■ Passage provided

Now let’s see how each features affect one another in our dataset.

For this we will apply some statistical test:

1. For Analysing categorical to categorical feature relationship, we will use Chi-squared test.

2. For Analysis categorical to Numerical feature relationship, we will use One way Anova.

## Chi squared test of independence

For Gender and Income category P<0.05, then we reject our null hypothesis that Gender and attrition flag are independent. SO, Gender and Attrition are depend on each other.

For Education level, marital Status and card category P>0.05, then we accept our null hypothesis that Card_Category and attrition flag are independent.

## Anova Test

Since p>0.05, we can say that Attrition chance is not statistically associated with customer Age, Months_Inactive_12_mon, Dependent_count, Avg_Open_To_Buy.

For other feature which has p < 0.05 we state that we have a main interaction effect. This simply means that amongst the groups at least any of the group(or groups) means statistically significantly differ from one another.

## HEATMAP

Now we will see how features are correlated to one another.

## CONCLUSION FROM HEATMAP

In our dataset, We applied spearman correlation and these insights we have found:

1. Avg_Open_To_Buy and Credit limit has the most correlation (93%)

2. Followed by, Total_Ct_chng_Q4_Q1 and Total_Trans_Amt (88%) and Month_On_Book and Customer_Age (77%)

3. Total_Revolving_Bal and Avg_Open_To_Buy has close to 70% correlation with Avg_Utilization_Ratio

4. Compare to these all other correlations are not that significant.

■ Excerpted data
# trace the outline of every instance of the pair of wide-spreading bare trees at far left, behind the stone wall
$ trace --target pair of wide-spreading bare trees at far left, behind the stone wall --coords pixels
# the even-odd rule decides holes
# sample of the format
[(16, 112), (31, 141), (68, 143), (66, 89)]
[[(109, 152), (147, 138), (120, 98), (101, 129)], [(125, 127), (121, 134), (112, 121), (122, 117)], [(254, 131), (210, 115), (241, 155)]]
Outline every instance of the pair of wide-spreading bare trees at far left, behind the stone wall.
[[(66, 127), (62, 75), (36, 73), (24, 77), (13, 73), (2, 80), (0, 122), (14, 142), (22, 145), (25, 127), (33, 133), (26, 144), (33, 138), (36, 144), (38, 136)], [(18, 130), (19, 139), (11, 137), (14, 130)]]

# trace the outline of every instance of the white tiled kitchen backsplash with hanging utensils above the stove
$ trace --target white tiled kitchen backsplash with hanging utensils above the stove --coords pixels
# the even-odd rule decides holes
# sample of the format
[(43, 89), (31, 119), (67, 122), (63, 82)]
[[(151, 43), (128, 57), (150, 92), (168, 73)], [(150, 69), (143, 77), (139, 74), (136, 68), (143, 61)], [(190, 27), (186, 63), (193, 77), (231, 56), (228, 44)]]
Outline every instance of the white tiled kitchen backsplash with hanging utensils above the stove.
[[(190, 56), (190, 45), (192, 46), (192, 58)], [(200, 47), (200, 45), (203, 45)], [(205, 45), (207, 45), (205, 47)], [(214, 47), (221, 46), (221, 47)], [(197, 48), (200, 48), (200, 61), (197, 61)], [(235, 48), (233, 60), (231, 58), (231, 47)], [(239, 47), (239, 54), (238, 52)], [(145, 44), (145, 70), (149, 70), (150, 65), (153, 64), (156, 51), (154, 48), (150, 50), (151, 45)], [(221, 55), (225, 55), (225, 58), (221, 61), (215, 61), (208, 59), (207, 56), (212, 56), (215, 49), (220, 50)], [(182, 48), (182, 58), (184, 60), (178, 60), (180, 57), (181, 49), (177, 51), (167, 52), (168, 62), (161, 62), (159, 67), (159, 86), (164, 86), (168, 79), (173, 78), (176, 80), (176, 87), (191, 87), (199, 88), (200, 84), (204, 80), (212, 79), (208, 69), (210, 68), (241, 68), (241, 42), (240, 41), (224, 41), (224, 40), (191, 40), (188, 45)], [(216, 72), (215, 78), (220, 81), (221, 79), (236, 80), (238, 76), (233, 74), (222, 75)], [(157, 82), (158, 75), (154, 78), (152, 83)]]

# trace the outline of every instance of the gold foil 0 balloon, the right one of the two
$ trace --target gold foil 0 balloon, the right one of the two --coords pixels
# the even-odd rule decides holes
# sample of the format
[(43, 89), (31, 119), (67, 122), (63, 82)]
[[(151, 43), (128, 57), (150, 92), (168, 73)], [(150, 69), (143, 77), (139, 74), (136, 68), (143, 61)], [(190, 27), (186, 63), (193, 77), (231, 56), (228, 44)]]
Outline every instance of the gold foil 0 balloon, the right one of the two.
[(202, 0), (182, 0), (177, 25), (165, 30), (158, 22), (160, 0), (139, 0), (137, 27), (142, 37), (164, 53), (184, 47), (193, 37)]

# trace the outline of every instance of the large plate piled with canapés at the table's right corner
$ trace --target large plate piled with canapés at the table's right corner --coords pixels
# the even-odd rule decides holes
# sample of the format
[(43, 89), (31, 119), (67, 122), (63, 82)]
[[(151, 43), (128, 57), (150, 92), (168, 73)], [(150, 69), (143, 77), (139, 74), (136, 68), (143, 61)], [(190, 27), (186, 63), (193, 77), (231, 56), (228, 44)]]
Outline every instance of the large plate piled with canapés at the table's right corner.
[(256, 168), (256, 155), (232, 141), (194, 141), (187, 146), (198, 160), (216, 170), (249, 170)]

■ Task objective
In the passage on customer attrition statistics, copy out the text word for word, starting at "Now we will" and ending at "and Customer_Age (77%)".

■ Your solution
Now we will see how features are correlated to one another.

## CONCLUSION FROM HEATMAP

In our dataset, We applied spearman correlation and these insights we have found:

1. Avg_Open_To_Buy and Credit limit has the most correlation (93%)

2. Followed by, Total_Ct_chng_Q4_Q1 and Total_Trans_Amt (88%) and Month_On_Book and Customer_Age (77%)